* [What this task involves] Lay out the entries from the line with "Where can the yellow" up to and including the line with "x=249, y=259" as a JSON list of strings, one string per line, with blank lines skipped. Leave the pictures out.

* [Record list]
□ □ □ □ □
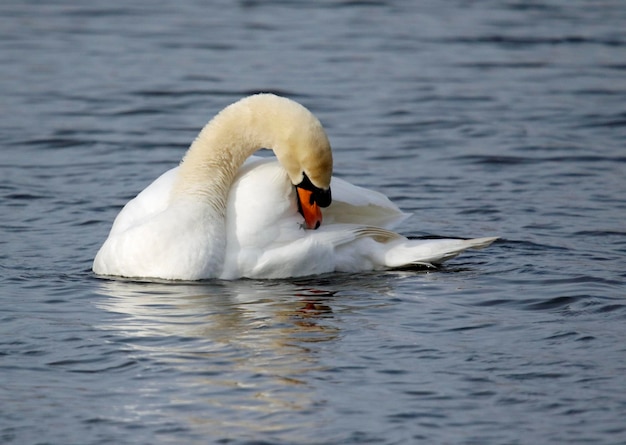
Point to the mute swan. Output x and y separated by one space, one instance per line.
223 213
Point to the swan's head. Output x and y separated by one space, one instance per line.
302 147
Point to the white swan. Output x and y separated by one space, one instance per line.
218 215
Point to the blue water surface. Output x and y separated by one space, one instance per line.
481 118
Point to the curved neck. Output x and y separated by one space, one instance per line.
211 163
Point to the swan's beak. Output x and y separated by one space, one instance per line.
309 209
310 199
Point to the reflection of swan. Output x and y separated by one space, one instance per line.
239 349
213 218
225 313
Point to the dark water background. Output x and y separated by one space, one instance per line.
483 118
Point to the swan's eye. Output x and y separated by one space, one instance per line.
320 196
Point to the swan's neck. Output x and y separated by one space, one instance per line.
211 163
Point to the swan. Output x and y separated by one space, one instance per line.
224 213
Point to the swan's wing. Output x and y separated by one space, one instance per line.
149 202
357 205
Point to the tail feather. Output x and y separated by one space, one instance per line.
431 252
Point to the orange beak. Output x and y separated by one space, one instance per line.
309 209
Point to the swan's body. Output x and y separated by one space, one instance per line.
215 216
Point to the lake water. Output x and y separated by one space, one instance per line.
482 118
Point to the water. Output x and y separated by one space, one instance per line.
483 118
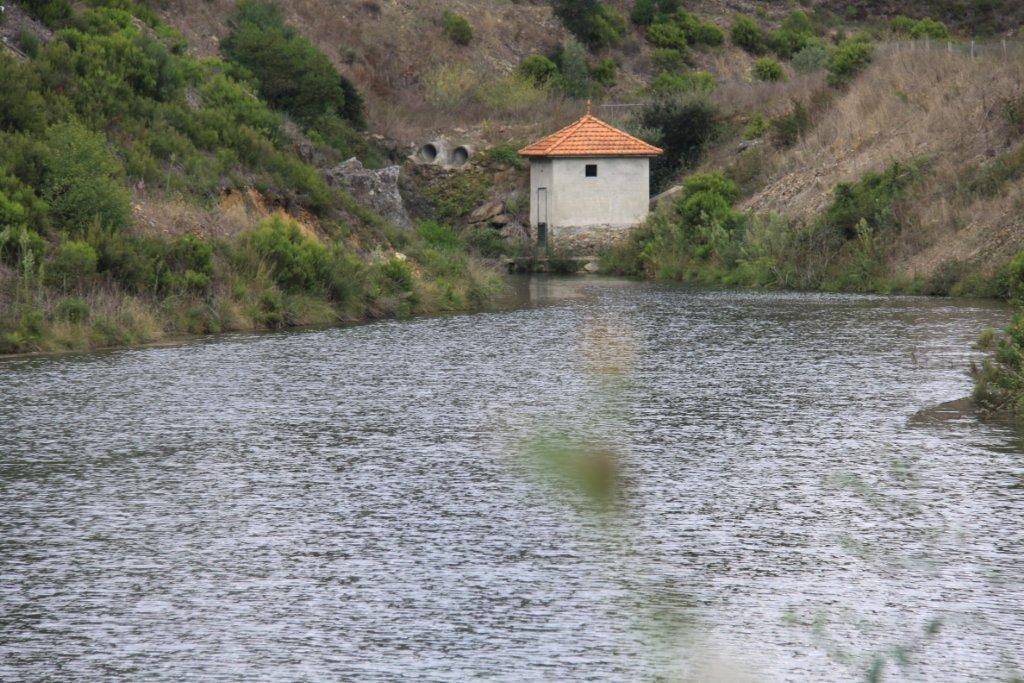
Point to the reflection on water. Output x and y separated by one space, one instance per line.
352 503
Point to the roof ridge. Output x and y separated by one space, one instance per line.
590 136
568 132
621 131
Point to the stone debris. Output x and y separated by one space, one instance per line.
378 188
487 212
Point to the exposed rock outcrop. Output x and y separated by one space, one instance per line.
378 188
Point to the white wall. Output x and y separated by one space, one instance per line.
619 197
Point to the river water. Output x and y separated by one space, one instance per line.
360 503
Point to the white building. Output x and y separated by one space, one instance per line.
588 176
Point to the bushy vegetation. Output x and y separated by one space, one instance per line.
795 35
679 83
294 75
539 69
645 12
593 23
569 70
850 58
114 102
680 30
749 35
768 70
457 29
918 29
811 58
701 238
998 379
682 127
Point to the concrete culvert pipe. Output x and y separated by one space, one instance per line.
461 155
434 152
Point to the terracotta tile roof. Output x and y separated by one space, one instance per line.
590 137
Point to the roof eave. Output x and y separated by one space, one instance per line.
591 156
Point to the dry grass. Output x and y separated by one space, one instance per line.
939 108
389 47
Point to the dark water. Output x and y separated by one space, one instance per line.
354 505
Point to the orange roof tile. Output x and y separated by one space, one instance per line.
590 137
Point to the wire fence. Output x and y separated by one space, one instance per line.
1006 48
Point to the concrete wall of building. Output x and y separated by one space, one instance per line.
619 197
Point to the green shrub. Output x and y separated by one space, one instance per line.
573 78
22 247
668 59
930 29
28 43
902 26
604 73
397 274
22 105
998 380
591 22
683 129
697 32
749 35
645 12
668 36
757 128
73 264
539 69
668 83
715 183
296 261
82 180
849 59
294 75
437 235
871 200
457 29
768 70
457 196
786 43
926 28
50 12
74 310
799 22
486 242
812 58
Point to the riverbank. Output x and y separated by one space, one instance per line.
181 474
275 276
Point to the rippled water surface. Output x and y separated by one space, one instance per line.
354 504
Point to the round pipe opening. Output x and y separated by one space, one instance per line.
428 153
460 156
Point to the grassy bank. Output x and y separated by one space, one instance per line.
274 276
111 120
701 238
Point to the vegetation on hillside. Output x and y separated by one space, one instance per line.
112 112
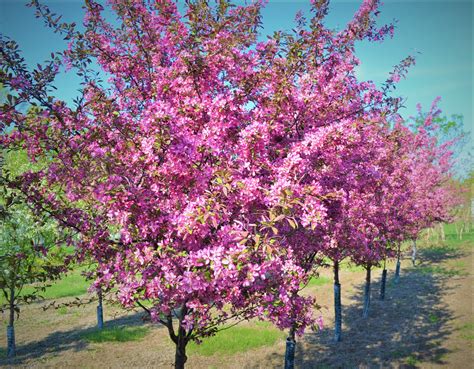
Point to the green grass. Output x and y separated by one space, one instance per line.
71 285
436 269
116 334
62 310
319 281
412 360
467 331
352 267
237 339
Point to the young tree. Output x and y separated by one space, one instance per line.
164 171
29 255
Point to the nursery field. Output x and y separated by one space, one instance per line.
426 321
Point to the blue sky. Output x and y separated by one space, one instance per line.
439 33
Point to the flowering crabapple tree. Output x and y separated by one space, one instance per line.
165 171
29 254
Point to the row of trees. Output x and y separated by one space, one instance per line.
212 173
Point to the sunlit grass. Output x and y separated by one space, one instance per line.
71 285
237 339
116 334
319 281
467 331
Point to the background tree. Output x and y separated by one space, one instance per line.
30 256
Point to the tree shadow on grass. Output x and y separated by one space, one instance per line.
61 341
405 329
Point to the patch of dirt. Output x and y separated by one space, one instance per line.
418 325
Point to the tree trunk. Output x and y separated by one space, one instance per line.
100 311
11 346
180 357
290 349
337 305
365 312
413 253
383 283
397 270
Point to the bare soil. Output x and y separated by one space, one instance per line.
420 324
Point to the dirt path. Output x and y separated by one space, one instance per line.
426 321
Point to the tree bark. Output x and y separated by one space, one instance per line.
397 270
11 345
414 253
383 284
290 349
337 304
180 357
100 311
365 312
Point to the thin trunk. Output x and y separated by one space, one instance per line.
365 312
397 270
180 357
290 349
337 304
11 346
181 340
100 311
383 283
413 253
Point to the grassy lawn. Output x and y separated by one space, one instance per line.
116 334
237 339
71 285
319 281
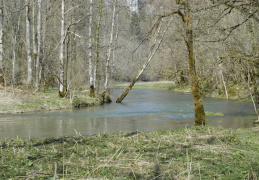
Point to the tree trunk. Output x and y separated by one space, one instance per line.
97 51
198 109
107 67
91 75
150 56
28 41
38 45
1 44
62 91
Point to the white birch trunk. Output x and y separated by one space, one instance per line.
14 38
97 33
14 56
28 41
39 44
34 40
91 74
1 43
107 67
61 54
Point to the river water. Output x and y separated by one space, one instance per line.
141 110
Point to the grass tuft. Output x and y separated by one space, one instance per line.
193 153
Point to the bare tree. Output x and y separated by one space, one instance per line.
152 52
1 43
38 45
91 73
62 90
97 48
107 67
28 42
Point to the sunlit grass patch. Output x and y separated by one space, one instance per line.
189 153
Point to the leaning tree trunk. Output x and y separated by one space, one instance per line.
1 44
62 91
28 41
198 108
150 56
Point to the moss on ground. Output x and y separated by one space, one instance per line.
195 153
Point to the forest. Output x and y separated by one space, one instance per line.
73 45
59 54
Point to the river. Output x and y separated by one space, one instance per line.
141 110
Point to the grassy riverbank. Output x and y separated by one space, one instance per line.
16 100
193 153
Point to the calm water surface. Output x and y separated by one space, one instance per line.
142 110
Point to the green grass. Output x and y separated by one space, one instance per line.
213 114
194 153
27 101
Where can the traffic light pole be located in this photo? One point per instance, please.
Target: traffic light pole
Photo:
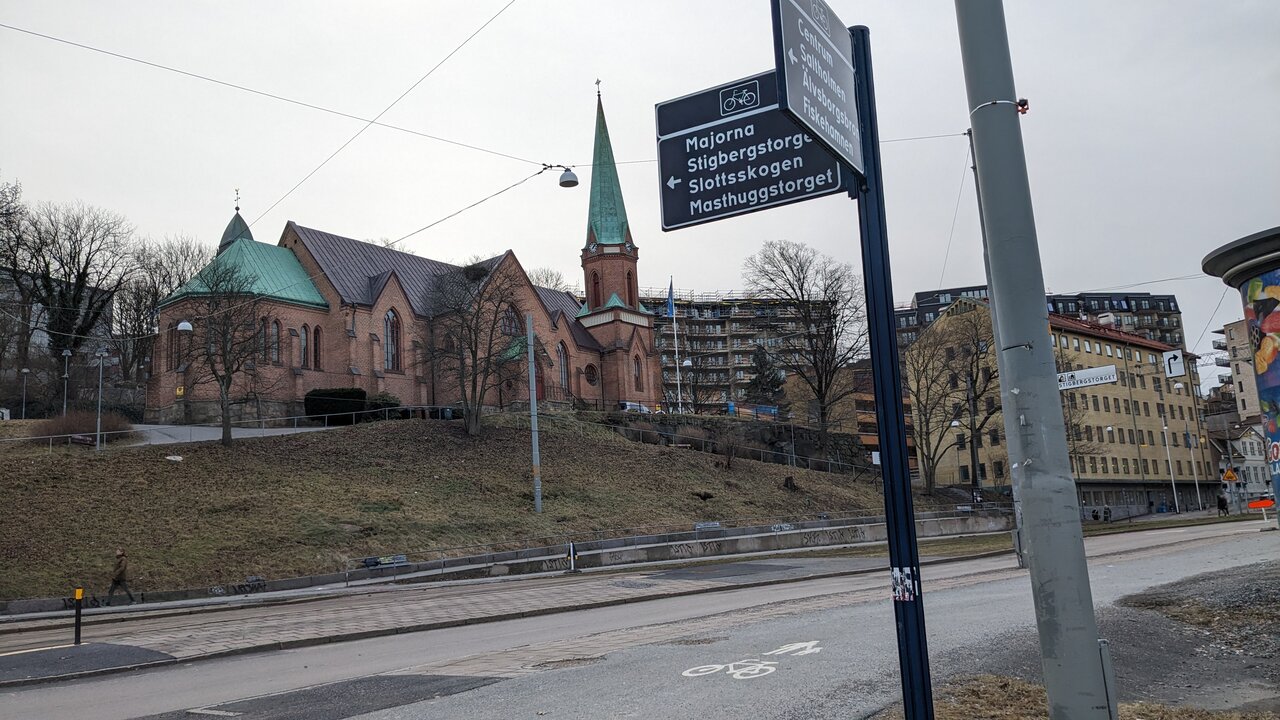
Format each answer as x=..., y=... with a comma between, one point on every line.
x=1073, y=660
x=913, y=652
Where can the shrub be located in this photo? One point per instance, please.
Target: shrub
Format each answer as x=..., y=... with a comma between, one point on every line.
x=85, y=423
x=338, y=402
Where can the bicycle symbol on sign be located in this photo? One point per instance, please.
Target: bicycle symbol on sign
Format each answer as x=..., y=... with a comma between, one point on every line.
x=740, y=670
x=740, y=98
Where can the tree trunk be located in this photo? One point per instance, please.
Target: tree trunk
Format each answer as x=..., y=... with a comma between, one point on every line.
x=224, y=401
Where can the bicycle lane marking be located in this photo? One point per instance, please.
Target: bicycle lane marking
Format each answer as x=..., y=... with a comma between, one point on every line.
x=754, y=668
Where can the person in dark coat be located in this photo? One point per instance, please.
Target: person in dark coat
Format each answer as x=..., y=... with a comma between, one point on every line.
x=120, y=577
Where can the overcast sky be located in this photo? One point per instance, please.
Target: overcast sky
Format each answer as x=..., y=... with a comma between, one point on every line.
x=1151, y=140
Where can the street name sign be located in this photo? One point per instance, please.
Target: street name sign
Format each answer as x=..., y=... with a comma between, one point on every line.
x=814, y=58
x=730, y=150
x=1087, y=377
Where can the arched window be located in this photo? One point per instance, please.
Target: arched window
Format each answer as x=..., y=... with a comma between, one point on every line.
x=511, y=323
x=562, y=360
x=172, y=358
x=391, y=341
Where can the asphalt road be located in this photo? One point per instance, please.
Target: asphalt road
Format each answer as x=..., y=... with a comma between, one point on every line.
x=636, y=660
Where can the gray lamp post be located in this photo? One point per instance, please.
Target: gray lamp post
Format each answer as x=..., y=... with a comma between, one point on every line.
x=67, y=356
x=24, y=373
x=101, y=360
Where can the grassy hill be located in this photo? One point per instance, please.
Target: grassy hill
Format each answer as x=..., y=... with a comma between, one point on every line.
x=305, y=504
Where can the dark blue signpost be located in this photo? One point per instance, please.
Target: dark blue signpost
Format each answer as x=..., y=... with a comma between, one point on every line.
x=705, y=153
x=730, y=150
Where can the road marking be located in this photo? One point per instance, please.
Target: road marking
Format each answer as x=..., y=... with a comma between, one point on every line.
x=36, y=650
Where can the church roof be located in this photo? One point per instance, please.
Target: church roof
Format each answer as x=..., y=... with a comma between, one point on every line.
x=607, y=217
x=273, y=272
x=236, y=229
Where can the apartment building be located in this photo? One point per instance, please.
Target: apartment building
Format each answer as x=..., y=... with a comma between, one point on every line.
x=1132, y=441
x=1152, y=317
x=717, y=333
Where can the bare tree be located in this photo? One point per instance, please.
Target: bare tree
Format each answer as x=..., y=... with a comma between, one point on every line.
x=951, y=377
x=827, y=299
x=549, y=278
x=163, y=268
x=478, y=329
x=68, y=260
x=225, y=345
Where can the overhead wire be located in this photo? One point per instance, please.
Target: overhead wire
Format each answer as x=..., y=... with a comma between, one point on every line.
x=265, y=94
x=387, y=109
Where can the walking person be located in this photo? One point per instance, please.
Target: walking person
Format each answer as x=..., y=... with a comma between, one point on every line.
x=120, y=577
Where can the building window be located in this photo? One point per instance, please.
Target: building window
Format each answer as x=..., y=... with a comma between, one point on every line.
x=392, y=341
x=562, y=360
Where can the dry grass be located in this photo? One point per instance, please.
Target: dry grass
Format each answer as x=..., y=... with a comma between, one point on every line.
x=991, y=697
x=305, y=504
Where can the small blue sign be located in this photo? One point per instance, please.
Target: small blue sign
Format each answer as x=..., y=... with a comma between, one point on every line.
x=731, y=150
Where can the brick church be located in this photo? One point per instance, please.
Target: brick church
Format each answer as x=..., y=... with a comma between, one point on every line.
x=342, y=313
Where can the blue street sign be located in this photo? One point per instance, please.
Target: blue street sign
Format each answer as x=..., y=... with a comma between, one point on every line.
x=730, y=150
x=814, y=57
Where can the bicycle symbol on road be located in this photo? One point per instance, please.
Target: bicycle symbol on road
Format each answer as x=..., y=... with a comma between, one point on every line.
x=740, y=670
x=754, y=668
x=740, y=98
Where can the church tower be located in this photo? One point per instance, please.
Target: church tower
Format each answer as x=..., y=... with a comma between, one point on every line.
x=613, y=313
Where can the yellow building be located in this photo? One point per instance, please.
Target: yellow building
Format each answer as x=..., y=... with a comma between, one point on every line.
x=1130, y=440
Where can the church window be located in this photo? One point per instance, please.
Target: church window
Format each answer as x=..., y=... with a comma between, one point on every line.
x=511, y=323
x=562, y=360
x=391, y=341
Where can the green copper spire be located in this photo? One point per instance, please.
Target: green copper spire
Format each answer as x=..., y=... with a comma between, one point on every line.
x=607, y=218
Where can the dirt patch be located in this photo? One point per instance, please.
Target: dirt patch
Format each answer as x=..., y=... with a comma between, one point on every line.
x=992, y=697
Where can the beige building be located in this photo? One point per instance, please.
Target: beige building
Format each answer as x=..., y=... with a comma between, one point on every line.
x=1130, y=440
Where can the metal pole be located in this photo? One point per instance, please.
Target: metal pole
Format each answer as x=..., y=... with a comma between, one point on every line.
x=1200, y=504
x=533, y=413
x=97, y=437
x=1073, y=671
x=913, y=651
x=1169, y=460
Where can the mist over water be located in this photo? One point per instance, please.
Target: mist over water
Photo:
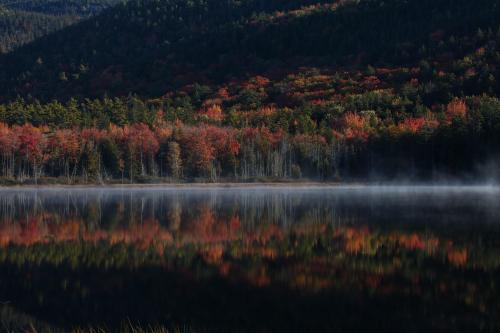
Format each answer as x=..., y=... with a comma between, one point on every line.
x=275, y=257
x=281, y=205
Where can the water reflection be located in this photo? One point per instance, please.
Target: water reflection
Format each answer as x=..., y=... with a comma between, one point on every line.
x=249, y=259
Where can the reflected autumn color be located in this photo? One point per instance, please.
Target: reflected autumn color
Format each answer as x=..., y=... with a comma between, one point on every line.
x=420, y=252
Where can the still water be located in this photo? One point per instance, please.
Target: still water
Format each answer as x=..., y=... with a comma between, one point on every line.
x=254, y=258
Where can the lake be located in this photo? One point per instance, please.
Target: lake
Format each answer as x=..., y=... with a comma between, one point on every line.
x=251, y=258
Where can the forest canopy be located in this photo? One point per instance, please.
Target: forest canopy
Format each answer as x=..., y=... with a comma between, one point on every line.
x=256, y=89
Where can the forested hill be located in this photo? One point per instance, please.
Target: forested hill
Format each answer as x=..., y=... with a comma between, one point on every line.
x=150, y=46
x=258, y=89
x=22, y=21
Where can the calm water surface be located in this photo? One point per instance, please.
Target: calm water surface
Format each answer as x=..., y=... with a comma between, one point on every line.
x=257, y=258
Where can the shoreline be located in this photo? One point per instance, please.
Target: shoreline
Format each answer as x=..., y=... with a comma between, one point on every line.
x=257, y=185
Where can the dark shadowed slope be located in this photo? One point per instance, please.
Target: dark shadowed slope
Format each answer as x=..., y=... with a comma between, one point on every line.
x=148, y=47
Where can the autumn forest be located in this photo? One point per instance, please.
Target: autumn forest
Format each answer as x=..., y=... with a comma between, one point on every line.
x=193, y=91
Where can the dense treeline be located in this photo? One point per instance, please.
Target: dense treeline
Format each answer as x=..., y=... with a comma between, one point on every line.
x=455, y=142
x=22, y=22
x=344, y=90
x=60, y=7
x=148, y=47
x=18, y=27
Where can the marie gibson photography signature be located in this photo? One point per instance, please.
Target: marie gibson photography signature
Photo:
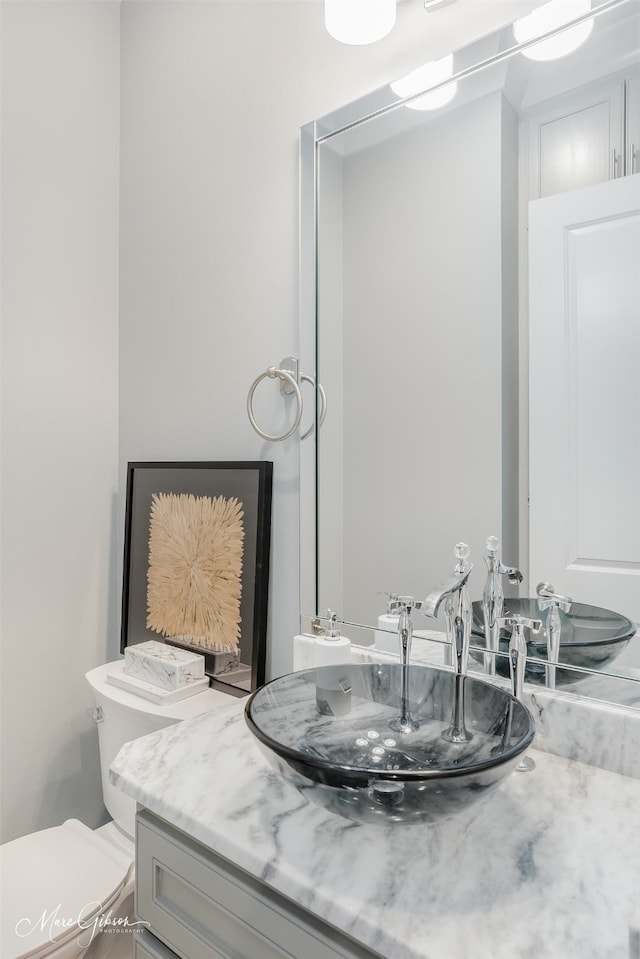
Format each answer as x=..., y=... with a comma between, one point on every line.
x=87, y=921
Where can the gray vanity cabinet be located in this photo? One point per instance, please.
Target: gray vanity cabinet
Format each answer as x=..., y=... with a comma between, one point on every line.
x=585, y=137
x=200, y=906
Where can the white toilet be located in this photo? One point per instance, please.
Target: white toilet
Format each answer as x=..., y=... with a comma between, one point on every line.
□ □ □ □ □
* [Complete response]
[
  "Where can the yellow building be located in this photo? One point per instance, please.",
  "Target: yellow building",
  "Format each answer as x=..., y=... with a comma between, one point on every line.",
  "x=1130, y=440",
  "Where can the church window be located in this photo? One point per instance, please.",
  "Target: church window",
  "Format each answer as x=..., y=... with a comma between, one point on every line.",
  "x=511, y=323",
  "x=562, y=360",
  "x=391, y=341",
  "Where can the green copper spire be located in this photo? One point per instance, please.",
  "Target: green copper spire",
  "Format each answer as x=..., y=... with a comma between, one point on every line.",
  "x=607, y=218",
  "Where can the dirt patch be located in this photo? One point per instance, please.",
  "Target: dirt patch",
  "Format each answer as x=..., y=... with a comma between, one point on every line.",
  "x=992, y=697",
  "Where can the beige building be located in this photo? One point per instance, please.",
  "Target: beige building",
  "Format each answer as x=..., y=... with a comma between, one point on every line.",
  "x=1130, y=440",
  "Where can the metal pole be located in this photo? One point per instance, please.",
  "Target: metal pole",
  "Format each answer as x=..., y=... with a comma between, one point on every line.",
  "x=1200, y=504",
  "x=533, y=413",
  "x=97, y=437",
  "x=1073, y=671",
  "x=913, y=651",
  "x=1169, y=460",
  "Where can the mist over water be located in this photo? One point per instance, please.",
  "Target: mist over water",
  "Photo:",
  "Format each answer as x=..., y=... with a comma between, one point on every line.",
  "x=275, y=257",
  "x=281, y=205",
  "Where can the water reflection be located in this photo? One point per instance, please.",
  "Target: water reflection",
  "Format each answer as x=..., y=... with a comma between, one point on every line.",
  "x=249, y=259"
]